(Given entries):
....

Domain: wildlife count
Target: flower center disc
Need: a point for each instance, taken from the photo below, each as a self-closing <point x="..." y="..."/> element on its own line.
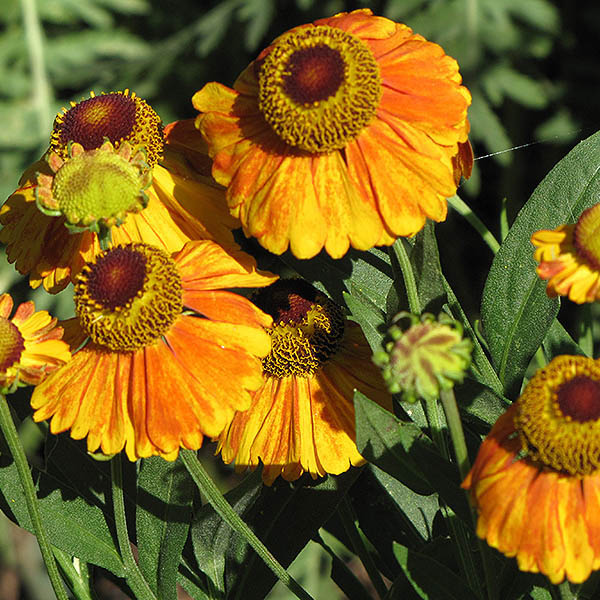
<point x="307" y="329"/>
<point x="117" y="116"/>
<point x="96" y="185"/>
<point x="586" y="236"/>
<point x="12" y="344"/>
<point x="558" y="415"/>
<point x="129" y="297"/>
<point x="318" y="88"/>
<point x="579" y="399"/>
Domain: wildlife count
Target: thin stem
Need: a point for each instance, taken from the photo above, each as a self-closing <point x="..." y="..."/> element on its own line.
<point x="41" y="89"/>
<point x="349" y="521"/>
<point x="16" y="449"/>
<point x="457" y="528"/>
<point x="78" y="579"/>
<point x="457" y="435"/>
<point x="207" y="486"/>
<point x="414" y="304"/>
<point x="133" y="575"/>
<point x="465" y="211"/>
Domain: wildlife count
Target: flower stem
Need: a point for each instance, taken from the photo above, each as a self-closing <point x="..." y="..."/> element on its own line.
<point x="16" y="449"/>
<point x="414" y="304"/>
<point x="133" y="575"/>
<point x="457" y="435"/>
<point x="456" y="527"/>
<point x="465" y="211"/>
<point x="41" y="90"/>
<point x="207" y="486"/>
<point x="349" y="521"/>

....

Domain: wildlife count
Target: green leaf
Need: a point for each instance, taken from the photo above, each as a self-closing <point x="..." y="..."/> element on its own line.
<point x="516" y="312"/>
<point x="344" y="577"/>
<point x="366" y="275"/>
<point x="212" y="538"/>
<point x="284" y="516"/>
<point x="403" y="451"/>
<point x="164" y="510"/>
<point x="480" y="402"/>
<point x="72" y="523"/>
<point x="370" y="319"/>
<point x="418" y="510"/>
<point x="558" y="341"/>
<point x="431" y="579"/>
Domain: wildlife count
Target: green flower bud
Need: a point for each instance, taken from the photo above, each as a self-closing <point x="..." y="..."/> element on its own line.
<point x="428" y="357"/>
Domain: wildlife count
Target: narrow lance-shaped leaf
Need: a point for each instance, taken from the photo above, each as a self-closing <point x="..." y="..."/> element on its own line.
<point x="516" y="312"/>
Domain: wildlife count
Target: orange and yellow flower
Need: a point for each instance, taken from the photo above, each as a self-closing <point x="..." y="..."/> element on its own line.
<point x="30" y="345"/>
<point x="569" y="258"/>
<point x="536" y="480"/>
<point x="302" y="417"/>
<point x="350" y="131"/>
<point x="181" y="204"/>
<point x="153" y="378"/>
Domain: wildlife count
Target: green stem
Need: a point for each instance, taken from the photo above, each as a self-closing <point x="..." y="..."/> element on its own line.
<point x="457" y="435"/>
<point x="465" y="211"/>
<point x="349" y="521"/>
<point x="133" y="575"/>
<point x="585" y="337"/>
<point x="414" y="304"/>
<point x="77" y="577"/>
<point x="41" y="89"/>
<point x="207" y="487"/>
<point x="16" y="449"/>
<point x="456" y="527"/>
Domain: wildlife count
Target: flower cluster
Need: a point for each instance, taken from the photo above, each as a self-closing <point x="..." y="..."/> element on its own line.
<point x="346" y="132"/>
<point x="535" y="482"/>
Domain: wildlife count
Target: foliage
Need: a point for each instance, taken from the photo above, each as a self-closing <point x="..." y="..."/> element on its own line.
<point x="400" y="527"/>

....

(Exercise details): Find each line in the entries above that contains the word "green", and copy those lines out in full.

(Written answer):
Target: green leaf
Target: green flower bud
Target: green stem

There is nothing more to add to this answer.